• Provided entries:
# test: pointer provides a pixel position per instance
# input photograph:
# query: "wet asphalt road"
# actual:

==

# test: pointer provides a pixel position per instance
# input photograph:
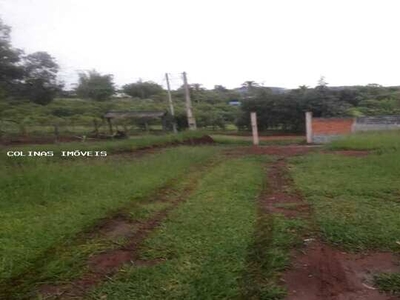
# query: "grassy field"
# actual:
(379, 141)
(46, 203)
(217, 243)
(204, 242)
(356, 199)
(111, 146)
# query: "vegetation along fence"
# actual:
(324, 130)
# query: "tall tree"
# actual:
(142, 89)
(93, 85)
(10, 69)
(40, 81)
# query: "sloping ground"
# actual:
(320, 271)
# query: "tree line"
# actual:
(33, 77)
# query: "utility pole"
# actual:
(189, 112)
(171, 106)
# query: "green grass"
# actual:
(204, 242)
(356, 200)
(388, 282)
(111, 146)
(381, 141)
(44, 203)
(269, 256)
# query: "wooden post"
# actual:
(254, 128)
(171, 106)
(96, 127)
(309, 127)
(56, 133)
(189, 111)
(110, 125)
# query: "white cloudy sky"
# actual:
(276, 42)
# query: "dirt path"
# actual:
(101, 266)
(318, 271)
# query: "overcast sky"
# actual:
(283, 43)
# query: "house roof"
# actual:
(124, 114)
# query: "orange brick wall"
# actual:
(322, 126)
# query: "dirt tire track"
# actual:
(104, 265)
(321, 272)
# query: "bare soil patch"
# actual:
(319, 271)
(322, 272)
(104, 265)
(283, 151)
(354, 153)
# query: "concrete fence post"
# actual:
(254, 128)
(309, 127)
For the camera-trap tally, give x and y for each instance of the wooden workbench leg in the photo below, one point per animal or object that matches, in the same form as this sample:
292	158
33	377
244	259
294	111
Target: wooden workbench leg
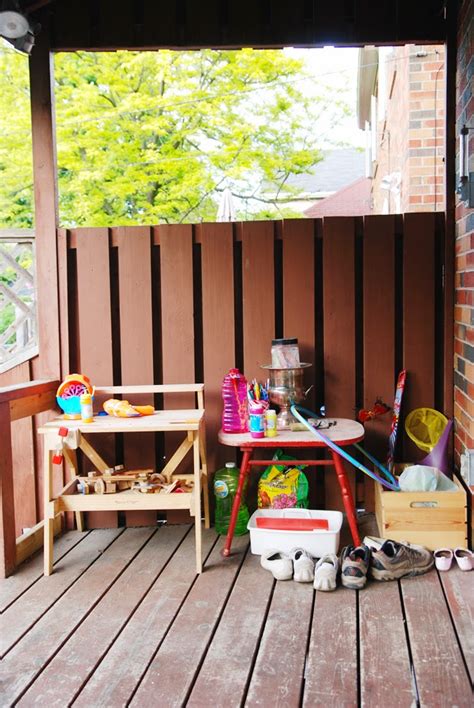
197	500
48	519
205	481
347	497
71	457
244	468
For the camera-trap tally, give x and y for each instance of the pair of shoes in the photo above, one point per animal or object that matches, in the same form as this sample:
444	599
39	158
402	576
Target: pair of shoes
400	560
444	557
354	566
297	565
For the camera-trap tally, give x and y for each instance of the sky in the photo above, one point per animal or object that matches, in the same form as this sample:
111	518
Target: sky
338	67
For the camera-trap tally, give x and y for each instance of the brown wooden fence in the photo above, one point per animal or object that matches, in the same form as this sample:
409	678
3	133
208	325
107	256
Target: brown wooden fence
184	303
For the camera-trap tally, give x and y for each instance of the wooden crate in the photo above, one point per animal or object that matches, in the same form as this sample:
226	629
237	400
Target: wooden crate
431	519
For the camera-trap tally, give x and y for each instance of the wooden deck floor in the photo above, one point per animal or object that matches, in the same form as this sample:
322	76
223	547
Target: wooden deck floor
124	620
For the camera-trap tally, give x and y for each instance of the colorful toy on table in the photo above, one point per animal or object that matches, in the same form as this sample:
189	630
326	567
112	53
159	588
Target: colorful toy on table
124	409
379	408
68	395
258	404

• Exercise:
How many lines in the listing above include the word "that"? Respond with the number and nothing else.

• Task response:
7